**Supplied text:**
------------------------------------

A large-scale project to investigate the trend of the developing Chinese churches in Bay Area has launched its second phase recently.
( [email protected] ) Feb 04, 2006 01:44 AM EST

A large-scale project to investigate the trend of the developing Chinese churches in Bay Area has launched its second phase recently.

"Bay Area Chinese Churches Research Project: Phase II" is sponsored by the Asian American Center (AAC) at American Baptist Seminary of the West (ABSW) as the extension of the first part of the project that was completed in September 1996.

Phase I Project has documented the growth of Chinese Protestant congregations from 1950 to mid-1996 in five Bay Area counties- San Francisco, San Mateo, Contra Costa, Alameda and Santa Clara. The Phase II Project will therefore revisit the churches described in the 1996 report to appraise their present situation, list and describe new congregations that may have started since the 1996 report, and make note of emerging trends and current challenges and opportunities, according to AAC.

ACC wishes to see a final report that goes beyond listings of raw numbers and statistics, aiming to produce a detailed analysis containing information that pastors and church leaders in the Bay Area will find helpful as they carry out their ministry.

------------------------------------

**Data supplied:**

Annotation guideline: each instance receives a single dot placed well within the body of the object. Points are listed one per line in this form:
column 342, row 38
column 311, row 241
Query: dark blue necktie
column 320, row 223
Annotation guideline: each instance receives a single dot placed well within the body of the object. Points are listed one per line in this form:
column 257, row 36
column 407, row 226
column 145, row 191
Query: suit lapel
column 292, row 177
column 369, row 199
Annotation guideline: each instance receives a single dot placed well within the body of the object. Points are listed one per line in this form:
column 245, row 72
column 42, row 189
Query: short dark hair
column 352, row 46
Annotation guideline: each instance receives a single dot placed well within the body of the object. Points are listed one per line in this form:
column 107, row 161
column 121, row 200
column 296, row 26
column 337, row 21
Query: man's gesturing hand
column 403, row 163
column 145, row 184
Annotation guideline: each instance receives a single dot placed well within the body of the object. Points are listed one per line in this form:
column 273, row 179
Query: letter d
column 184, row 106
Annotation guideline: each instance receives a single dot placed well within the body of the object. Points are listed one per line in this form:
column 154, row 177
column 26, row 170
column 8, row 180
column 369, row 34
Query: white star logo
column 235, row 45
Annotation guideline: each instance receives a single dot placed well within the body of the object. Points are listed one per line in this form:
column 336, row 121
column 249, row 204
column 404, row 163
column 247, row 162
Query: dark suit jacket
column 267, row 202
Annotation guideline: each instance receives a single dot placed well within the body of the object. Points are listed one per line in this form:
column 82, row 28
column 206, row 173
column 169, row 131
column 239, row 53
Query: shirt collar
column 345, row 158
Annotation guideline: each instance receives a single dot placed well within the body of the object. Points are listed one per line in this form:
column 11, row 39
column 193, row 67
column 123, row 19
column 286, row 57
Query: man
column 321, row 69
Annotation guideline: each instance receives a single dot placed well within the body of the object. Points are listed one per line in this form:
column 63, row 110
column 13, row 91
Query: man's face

------------------------------------

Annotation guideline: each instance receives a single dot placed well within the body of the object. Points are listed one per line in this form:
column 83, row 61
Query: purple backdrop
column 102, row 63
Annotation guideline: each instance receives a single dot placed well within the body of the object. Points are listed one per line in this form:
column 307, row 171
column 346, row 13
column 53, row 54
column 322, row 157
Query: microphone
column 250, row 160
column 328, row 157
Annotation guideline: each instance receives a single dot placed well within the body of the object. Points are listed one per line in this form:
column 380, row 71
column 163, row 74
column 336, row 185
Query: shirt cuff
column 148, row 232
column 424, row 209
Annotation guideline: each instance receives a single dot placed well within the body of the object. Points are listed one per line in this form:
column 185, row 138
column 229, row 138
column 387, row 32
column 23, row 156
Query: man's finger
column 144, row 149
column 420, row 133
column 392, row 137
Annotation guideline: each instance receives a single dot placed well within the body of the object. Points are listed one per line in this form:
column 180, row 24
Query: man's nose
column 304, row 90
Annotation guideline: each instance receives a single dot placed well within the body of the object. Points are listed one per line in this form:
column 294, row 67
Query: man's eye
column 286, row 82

------------------------------------

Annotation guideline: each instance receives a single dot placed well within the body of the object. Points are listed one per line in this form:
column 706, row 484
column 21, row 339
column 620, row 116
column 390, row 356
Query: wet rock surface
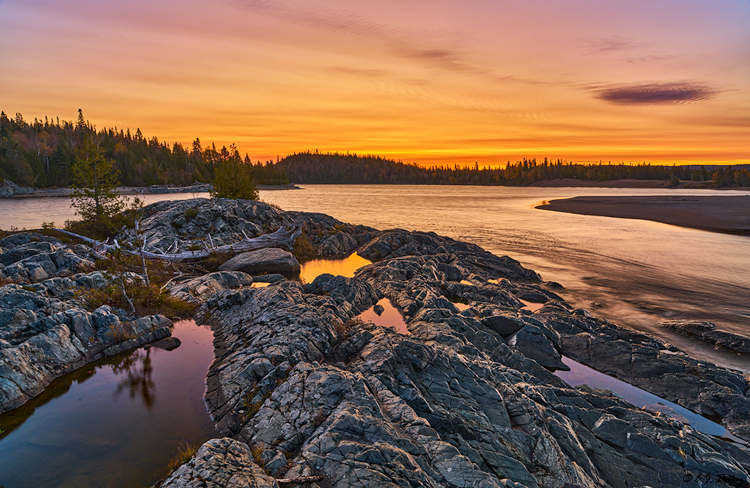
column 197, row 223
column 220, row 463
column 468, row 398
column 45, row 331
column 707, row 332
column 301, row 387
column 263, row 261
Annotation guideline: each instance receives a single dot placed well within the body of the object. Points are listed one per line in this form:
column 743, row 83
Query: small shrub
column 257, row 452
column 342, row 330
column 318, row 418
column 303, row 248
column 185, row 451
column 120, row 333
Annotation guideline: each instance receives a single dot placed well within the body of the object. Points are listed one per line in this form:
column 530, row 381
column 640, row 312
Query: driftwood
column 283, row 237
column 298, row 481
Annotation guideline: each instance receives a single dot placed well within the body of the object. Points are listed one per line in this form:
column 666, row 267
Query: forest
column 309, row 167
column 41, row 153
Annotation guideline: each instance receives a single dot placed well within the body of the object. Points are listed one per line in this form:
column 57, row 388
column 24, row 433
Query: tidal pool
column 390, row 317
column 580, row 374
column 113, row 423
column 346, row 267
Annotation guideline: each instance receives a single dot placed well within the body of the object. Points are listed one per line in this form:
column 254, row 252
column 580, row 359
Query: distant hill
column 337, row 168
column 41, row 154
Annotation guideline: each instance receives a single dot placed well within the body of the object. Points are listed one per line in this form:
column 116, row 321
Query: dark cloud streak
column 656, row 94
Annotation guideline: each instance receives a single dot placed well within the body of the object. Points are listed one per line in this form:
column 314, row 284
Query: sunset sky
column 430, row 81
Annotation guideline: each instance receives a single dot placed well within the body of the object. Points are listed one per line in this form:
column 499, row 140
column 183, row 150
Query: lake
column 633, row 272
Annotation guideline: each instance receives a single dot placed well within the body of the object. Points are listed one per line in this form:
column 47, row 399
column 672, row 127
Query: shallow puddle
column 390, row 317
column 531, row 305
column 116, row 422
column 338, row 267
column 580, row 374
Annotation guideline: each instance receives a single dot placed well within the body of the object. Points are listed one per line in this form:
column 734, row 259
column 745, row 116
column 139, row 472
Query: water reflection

------------------------------------

**Problem set:**
**a)** Answer these questions from the article on the Bay Area Chinese churches research project:
(i) Which center sponsors Phase II, and at which seminary is it based?
(ii) Over what span of years did Phase I document the growth of Chinese Protestant congregations?
(iii) Which five counties did Phase I cover?
**b)** Carry on the article about the Bay Area Chinese churches research project, starting after its final sentence.

**Exercise answers:**
**a)**
(i) The Asian American Center, at American Baptist Seminary of the West.
(ii) From 1950 to mid-1996.
(iii) San Francisco, San Mateo, Contra Costa, Alameda and Santa Clara.

**b)**
Demographic data on the Chinese in the various counties and essays that address specific concerns of Chinese congregations are expected to be included in the final report. Moreover, at the conclusion of the study, a conference will be held for pastors and lay leaders to share the results of the study, to discuss issues that are raised, and to provide a setting for worship, sharing, and fellowship.

Headed by Project Director James Chuck, who is a Professor of Theology and Church Ministries at ABSW, the Phase II Project has already started. It is expected to last till May 2007 when the data are completely compiled and followed by writing up of the report.

In the first two months of 2006, profile surveys are to be distributed and gathered. In March and April, follow-up study of selected congregations will be carried out while profile data are to be analyzed. From September 2005 to May 2007, supplementary essays for the study to be gathered and edited, according to AAC.

The final report will be written in English, with at least, a summary in Chinese. A one-day conference to discuss the findings of the report is set for Oct. 20, 2007 tentatively.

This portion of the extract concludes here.